§ YOUR TASK
Keep the pictures out and restate every record exactly.

'''

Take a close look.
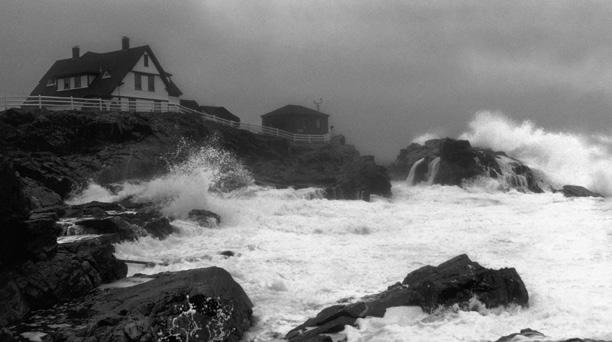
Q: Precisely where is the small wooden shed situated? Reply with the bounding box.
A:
[261,104,329,134]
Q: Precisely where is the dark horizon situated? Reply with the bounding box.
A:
[2,0,612,162]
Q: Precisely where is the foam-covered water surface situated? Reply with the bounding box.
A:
[110,182,612,341]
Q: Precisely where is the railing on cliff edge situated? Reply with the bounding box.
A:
[0,95,330,144]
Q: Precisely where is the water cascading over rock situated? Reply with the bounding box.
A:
[390,138,546,192]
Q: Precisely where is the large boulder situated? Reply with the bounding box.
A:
[286,255,528,342]
[389,138,544,192]
[326,156,391,200]
[5,267,253,342]
[559,185,603,198]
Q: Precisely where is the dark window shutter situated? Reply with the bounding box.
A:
[135,73,142,90]
[148,75,155,91]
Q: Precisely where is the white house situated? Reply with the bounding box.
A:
[30,37,182,112]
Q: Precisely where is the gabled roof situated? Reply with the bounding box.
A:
[261,104,329,118]
[200,106,241,122]
[30,45,182,98]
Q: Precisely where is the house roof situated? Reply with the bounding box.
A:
[200,106,241,122]
[180,99,200,110]
[30,45,182,98]
[261,104,329,118]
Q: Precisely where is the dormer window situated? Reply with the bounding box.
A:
[46,79,56,87]
[144,54,149,67]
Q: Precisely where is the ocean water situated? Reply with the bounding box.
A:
[68,113,612,341]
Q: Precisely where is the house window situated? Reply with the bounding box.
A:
[64,78,70,90]
[316,119,321,129]
[74,75,81,88]
[148,75,155,91]
[128,98,136,112]
[144,54,149,67]
[135,73,142,90]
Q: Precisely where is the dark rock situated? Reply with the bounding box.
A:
[22,214,62,262]
[0,159,32,268]
[401,254,529,311]
[0,236,126,326]
[495,328,610,342]
[220,250,235,258]
[286,254,528,342]
[64,200,124,217]
[326,155,391,200]
[9,267,253,342]
[21,177,63,208]
[495,328,546,342]
[74,217,144,242]
[188,209,221,227]
[389,138,544,192]
[560,185,603,198]
[143,217,177,239]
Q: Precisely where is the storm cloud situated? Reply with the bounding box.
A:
[2,0,612,162]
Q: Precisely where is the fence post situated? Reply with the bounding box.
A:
[38,95,42,109]
[70,96,74,110]
[99,98,103,111]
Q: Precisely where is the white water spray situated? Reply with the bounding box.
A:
[460,111,612,195]
[406,158,425,185]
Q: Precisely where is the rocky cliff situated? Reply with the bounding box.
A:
[0,108,390,206]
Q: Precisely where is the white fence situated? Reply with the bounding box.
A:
[1,95,330,144]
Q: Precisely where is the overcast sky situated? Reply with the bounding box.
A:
[2,0,612,162]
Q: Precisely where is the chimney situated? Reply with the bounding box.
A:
[122,36,130,50]
[72,46,80,59]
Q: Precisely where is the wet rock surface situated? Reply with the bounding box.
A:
[286,254,529,342]
[558,185,604,198]
[0,236,127,326]
[3,267,253,342]
[388,138,545,192]
[188,209,221,227]
[495,328,611,342]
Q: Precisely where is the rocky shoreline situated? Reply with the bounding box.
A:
[0,109,608,341]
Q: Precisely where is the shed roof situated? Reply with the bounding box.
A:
[30,45,182,98]
[261,104,329,118]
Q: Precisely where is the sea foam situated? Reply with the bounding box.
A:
[460,111,612,195]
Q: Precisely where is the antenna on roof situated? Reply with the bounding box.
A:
[313,98,323,112]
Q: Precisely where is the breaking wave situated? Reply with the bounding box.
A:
[68,141,253,217]
[459,111,612,195]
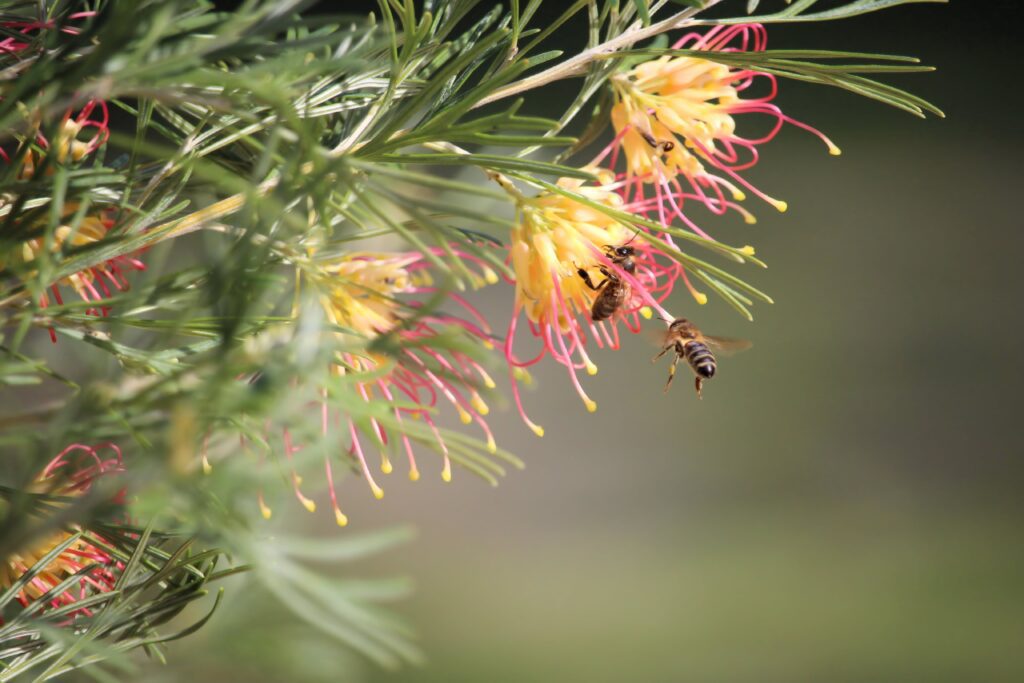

'''

§ ANSWER
Take a close look.
Q: Precisely where is the small wooden shed situated? Reply with the bounding box.
A:
[261,104,329,134]
Q: Precisely where is the dark horizon situated? Reply with the bounding box.
A:
[2,0,612,162]
Q: Precisely where is the foam-covered water surface situated? Reply with the bounding box.
A:
[110,182,612,341]
Q: Precisely where is the railing on cliff edge situated? Reply with the bounding box.
A:
[0,95,330,144]
Q: Precisely where is the water cascading over rock situated? Reply with the bounding box.
A:
[390,138,546,192]
Q: Precisely where is the large boulder situated? Reply with the bounding box.
A:
[286,255,528,342]
[389,138,544,192]
[326,156,391,200]
[5,267,253,342]
[559,185,603,198]
Q: Precisely where is the dark window shutter situated? Reply with the bounding box.
A:
[135,73,142,90]
[148,75,155,91]
Q: Precisely where is the white house situated? Reply with the bounding box.
A:
[30,37,182,112]
Q: Precisely where is the gabled roof situated? Reply with the bounding box.
A:
[261,104,329,118]
[200,106,241,122]
[30,45,182,98]
Q: Precisely where is the house roof situated? Reply with the bounding box.
A:
[200,106,241,122]
[180,99,200,110]
[30,45,182,98]
[261,104,329,118]
Q: Precisely where is the dormer window situated? Reply with the bounding box.
A:
[46,79,56,87]
[144,54,149,67]
Q: Precisely where is the ocean water situated? Reply with the bounding box.
A:
[68,113,612,341]
Q: Precisely where is the house window situated? Reply with the bounding box.
A:
[64,78,70,90]
[316,119,321,129]
[74,75,81,88]
[148,75,155,91]
[128,98,136,112]
[144,54,149,67]
[135,73,142,90]
Q: Precisely where is the dark rock situated? Reply with the bounding box.
A:
[22,214,62,262]
[0,159,32,268]
[401,254,529,311]
[0,236,126,326]
[495,328,610,342]
[220,250,235,258]
[286,254,528,342]
[64,200,124,217]
[326,155,391,200]
[9,267,253,342]
[21,177,63,208]
[495,328,546,342]
[74,217,144,242]
[188,209,221,227]
[389,138,544,192]
[560,185,603,198]
[143,217,177,239]
Q: Precisely where is the storm cloud situated? Reply with the bounding box.
A:
[2,0,612,162]
Q: Precisely where is the fence post situated? Reply with the bounding box.
A:
[38,95,42,109]
[70,96,74,110]
[99,98,103,111]
Q: Precisely where is the white water spray situated? Reply with the bounding box.
A:
[460,111,612,195]
[406,158,425,185]
Q: Precisely where is the rocky cliff situated? Reply with the bounding box.
A:
[0,108,390,206]
Q: Precisely where is the white fence situated? Reply with the bounding box.
A:
[1,95,330,144]
Q: Precisely where is the overcast sky situated? Reply with the bounding box.
A:
[2,0,612,162]
Q: Precisely where is the chimney situated? Reply with the bounding box.
A:
[122,36,130,50]
[72,46,80,59]
Q: Precisely where is the wet rock surface situated? Reply with the bounding box.
A:
[286,254,529,342]
[558,185,604,198]
[0,236,127,326]
[3,267,253,342]
[388,138,545,192]
[188,209,221,227]
[495,328,611,342]
Q: Precisely where is the rocky shoreline situated? Reply with the bounding box.
A:
[0,109,608,341]
Q: Precisely where is the shed roof situated? Reply with the bounding box.
A:
[30,45,182,98]
[261,104,329,118]
Q: Precisely where is the sea foam situated? Reply with the bounding box.
A:
[460,111,612,195]
Q: Precisely where is the antenna on roof situated? Reply with the bounding box.
A:
[313,98,323,112]
Q: Precisely where is the breaking wave situated? Reply with the bounding box.
A:
[68,141,253,217]
[459,111,612,195]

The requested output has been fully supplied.